■ Texto fornecido ■
| CRÍTICAS | Hesher Esteve Aqui

Houve uma altura em que Joseph Gordon-Levitt era apenas o puto de Terceiro Calhau a Contar do Sol. Depois, sem que nada o fizesse antever, Gordon-Levitt fez dois filmes incríveis que nos deixaram a pensar (alguém mencionou Brick e Mysterious Skin?). Queres ver que afinal o miúdo ainda se faz? E não é que se fez mesmo! Em menos de nada, Gordon-Levitt estava em todo o lado, entre blockbusters desmiolados (o franchise GI Joe), filmes de prestígio (A Origem) ou comédias românticas (500 Dias com Summer). E agora já há um tempo que não o vemos outra vez.

Hesher Esteve Aqui foi uma espécie de filme que fez a transição entre o cinema independente com o filme de estúdio, quase como um filme de passagem de Joseph Gordon-Levitt para o mainstream. Até porque Hesher Esteve Aqui é um filme difícil de catalogar, assim como as suas próprias personagens. Tanto Gordon-Levitt, como Devin Brochu ou Natalie Portman, os três protagonistas que foram o triângulo principal de Hesher Esteve Aqui, são personagens que não parecem sequer pertencer ao mesmo filme.

Entramos em Hesher Esteve Aqui como se entrássemos num comboio em andamento, que já tivesse partido há algum tempo da estação e que, por isso, não sabemos de onde vem ou para onde vai. E o realizador Spencer Susser nunca tem pressa de nos revelar esses pormenores. A história vai-se desenrolando lentamente, acabando por ser cumprir por completo já na entrada do acto final. Por isso, quando entramos em Hesher Esteve Aqui, damos de caras com uma família desfeita: Devin Brochu vive com o pai (Rainn Wilson) e a avó (Piper Laurie), numa casa em que a ausência da mãe é um elefante na sala impossível de não ver (vão haver mais, by the way). O pai é um farrapo que passa os dias no sofá, alimentado a comprimidos; e a avó faz o que pode para colar os cacos.

Na escola, as coisas não melhoram para Devin, que tem um bully sempre à perna. Mas um dia cruza-se com um estranho metaleiro (Joseph Gordon-Levitt), com uma pancada pelos Metallica e uma obsessão em andar em tronco nu (ou só em cuecas). Gordon-Levitt aparece um dia lá em casa e muda-se, sem pedir sequer permissão. A coisa é tão absurda que só a podemos aceitar como credível. E, de repente, começamos a ver onde é que aquilo tudo vai dar. Devin e Gordon-Levitt vão-se tornar amigos inesperados, certo? Errado!

■ Material fornecido ■
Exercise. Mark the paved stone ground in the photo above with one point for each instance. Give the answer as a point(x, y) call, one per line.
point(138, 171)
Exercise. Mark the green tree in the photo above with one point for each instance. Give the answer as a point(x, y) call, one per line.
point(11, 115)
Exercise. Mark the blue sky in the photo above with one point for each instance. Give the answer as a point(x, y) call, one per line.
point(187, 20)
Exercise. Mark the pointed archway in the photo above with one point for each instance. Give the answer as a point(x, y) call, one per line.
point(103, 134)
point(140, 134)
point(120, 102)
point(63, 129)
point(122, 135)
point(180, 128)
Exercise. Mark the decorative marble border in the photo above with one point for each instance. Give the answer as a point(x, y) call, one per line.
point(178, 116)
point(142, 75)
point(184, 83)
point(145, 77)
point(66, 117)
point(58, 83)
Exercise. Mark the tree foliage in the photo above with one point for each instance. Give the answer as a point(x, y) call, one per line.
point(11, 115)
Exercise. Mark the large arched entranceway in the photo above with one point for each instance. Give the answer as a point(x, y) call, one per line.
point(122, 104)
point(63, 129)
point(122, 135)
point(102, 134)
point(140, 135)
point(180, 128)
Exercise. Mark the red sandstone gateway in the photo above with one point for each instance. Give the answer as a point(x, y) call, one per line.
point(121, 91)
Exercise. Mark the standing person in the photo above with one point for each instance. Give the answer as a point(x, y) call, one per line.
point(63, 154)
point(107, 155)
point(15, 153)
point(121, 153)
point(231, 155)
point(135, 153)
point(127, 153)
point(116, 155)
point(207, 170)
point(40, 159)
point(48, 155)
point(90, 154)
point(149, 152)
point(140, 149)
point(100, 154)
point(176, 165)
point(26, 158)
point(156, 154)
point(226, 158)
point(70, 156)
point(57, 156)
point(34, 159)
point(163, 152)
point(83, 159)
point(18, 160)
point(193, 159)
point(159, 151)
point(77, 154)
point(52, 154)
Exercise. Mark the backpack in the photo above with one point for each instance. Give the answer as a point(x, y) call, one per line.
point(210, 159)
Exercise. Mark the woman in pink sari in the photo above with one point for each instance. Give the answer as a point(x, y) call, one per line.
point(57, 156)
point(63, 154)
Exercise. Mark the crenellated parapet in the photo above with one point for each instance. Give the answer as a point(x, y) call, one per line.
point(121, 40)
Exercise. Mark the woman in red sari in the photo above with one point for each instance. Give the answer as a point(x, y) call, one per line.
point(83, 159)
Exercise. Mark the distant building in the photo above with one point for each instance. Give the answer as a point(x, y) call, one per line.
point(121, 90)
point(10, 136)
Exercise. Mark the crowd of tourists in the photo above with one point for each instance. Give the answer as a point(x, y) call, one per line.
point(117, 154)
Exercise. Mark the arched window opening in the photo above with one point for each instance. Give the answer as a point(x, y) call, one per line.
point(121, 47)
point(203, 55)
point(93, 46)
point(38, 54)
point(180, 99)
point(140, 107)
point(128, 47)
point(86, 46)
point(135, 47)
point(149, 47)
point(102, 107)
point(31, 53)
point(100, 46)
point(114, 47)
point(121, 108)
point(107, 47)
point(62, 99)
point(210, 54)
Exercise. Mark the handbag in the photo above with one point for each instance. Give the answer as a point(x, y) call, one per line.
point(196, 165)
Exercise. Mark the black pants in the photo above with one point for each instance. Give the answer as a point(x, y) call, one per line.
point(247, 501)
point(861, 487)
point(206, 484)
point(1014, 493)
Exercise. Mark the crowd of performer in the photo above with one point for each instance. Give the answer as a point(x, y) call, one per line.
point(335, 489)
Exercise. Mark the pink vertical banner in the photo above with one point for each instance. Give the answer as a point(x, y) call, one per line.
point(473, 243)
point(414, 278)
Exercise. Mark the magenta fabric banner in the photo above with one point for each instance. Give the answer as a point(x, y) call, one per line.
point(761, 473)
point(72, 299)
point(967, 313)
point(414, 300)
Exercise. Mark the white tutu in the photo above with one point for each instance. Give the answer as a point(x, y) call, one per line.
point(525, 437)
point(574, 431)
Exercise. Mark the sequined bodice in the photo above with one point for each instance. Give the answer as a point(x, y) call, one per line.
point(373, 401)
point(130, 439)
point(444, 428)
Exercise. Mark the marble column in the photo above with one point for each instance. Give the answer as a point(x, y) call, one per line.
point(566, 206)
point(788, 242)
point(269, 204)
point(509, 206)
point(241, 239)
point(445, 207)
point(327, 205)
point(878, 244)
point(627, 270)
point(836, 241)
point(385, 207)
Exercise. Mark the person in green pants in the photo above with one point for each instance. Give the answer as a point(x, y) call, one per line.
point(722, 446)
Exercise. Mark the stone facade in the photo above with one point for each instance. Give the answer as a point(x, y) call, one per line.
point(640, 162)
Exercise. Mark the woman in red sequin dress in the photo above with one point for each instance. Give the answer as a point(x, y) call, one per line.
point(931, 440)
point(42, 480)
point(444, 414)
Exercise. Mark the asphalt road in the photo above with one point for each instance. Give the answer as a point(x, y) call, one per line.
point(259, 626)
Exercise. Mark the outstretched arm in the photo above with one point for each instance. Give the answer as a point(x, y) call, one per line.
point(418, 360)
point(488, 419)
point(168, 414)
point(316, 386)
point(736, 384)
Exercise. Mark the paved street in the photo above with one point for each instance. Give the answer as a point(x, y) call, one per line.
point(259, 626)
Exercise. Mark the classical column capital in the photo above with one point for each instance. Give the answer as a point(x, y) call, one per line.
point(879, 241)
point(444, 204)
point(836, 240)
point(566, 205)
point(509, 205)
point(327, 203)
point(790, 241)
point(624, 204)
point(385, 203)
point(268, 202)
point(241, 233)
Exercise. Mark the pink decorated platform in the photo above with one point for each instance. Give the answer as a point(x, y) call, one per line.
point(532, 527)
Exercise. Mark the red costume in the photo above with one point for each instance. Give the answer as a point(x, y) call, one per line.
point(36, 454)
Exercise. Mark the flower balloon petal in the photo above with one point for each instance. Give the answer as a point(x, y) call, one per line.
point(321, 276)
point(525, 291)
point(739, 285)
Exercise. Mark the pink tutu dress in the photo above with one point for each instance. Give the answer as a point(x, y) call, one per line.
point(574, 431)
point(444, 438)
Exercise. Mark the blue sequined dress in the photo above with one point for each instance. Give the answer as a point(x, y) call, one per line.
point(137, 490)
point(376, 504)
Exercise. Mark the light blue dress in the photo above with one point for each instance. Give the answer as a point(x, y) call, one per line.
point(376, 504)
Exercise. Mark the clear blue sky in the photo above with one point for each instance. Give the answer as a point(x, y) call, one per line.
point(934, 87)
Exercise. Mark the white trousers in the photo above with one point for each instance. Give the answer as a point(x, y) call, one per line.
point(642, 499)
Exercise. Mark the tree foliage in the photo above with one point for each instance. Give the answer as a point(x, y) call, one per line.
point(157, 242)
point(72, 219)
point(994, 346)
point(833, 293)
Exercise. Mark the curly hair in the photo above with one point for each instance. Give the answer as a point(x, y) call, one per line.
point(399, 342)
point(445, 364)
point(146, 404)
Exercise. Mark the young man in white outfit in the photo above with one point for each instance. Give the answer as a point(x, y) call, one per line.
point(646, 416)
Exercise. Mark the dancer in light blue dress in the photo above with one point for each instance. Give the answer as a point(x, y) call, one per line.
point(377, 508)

■ Tarefas a realizar ■
1. Segundo a crítica a Hesher Esteve Aqui, quem é o realizador do filme?
2. Extrai da crítica a Hesher Esteve Aqui o trecho que começa nas palavras "Na escola, as" e termina depois das palavras "inesperados, certo? Errado!".
3. Indica se cada afirmação está de acordo com a crítica a Hesher Esteve Aqui e responde sim ou não, citando as palavras do texto que o decidem. (a) O metaleiro interpretado por Gordon-Levitt tem uma pancada pelos Metallica. (b) O pai de Devin passa os dias a trabalhar fora de casa. (c) O metaleiro pede permissão antes de se mudar para a casa.
As linhas não são necessárias para nenhuma das tarefas.

■ Soluções por ordem ■
1. Spencer Susser.

2.
Na escola, as coisas não melhoram para Devin, que tem um bully sempre à perna. Mas um dia cruza-se com um estranho metaleiro (Joseph Gordon-Levitt), com uma pancada pelos Metallica e uma obsessão em andar em tronco nu (ou só em cuecas). Gordon-Levitt aparece um dia lá em casa e muda-se, sem pedir sequer permissão. A coisa é tão absurda que só a podemos aceitar como credível. E, de repente, começamos a ver onde é que aquilo tudo vai dar. Devin e Gordon-Levitt vão-se tornar amigos inesperados, certo? Errado!

3.
(a) Sim: "com uma pancada pelos Metallica".
(b) Não: "O pai é um farrapo que passa os dias no sofá, alimentado a comprimidos".
(c) Não: "muda-se, sem pedir sequer permissão".